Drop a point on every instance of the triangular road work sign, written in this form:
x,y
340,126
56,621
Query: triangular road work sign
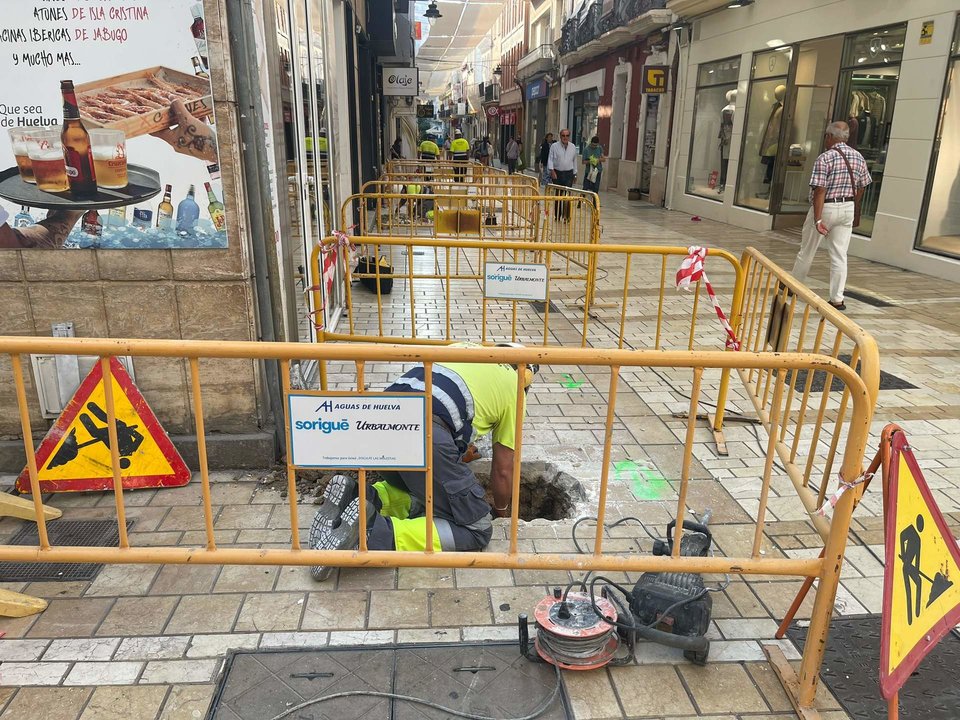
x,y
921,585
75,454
--
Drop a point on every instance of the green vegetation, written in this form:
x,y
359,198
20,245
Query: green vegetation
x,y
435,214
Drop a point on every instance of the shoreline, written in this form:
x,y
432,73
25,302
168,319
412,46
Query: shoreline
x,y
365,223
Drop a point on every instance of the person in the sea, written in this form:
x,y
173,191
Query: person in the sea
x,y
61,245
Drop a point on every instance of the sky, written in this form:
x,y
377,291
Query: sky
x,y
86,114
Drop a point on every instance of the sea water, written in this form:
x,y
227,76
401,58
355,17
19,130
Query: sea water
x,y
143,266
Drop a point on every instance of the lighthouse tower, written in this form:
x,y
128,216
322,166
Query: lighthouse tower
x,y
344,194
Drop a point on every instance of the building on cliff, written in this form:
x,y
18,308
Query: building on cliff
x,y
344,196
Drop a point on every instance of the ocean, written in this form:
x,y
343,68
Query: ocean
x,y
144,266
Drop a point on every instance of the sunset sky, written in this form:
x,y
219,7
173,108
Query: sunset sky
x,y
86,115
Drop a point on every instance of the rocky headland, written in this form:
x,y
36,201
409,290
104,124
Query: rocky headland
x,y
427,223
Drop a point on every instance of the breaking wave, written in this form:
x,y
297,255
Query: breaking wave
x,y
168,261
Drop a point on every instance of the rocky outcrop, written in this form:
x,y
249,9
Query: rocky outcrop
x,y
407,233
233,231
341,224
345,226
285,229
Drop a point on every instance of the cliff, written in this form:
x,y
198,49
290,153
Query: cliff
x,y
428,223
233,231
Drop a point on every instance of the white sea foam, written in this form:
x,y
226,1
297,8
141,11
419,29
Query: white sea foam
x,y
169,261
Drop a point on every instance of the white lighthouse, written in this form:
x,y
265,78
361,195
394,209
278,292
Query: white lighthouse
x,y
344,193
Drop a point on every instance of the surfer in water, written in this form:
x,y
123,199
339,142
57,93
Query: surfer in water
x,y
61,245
--
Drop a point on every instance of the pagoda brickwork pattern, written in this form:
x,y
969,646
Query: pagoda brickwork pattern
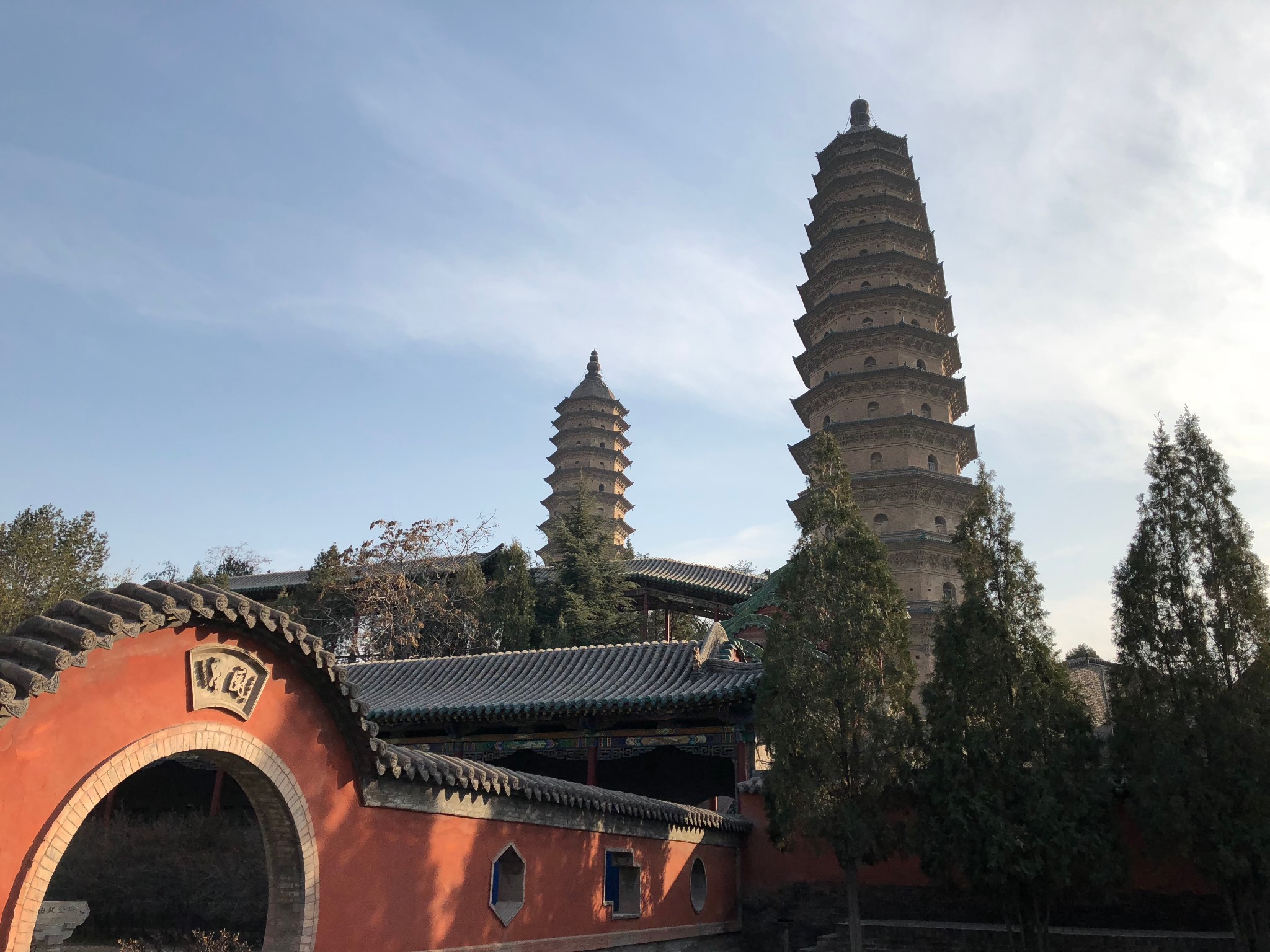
--
__Required task__.
List every line of the material above that contains the word "wave". Case counts.

__Output__.
Drop a point on every instance of the breaking wave, written in this form:
Query: breaking wave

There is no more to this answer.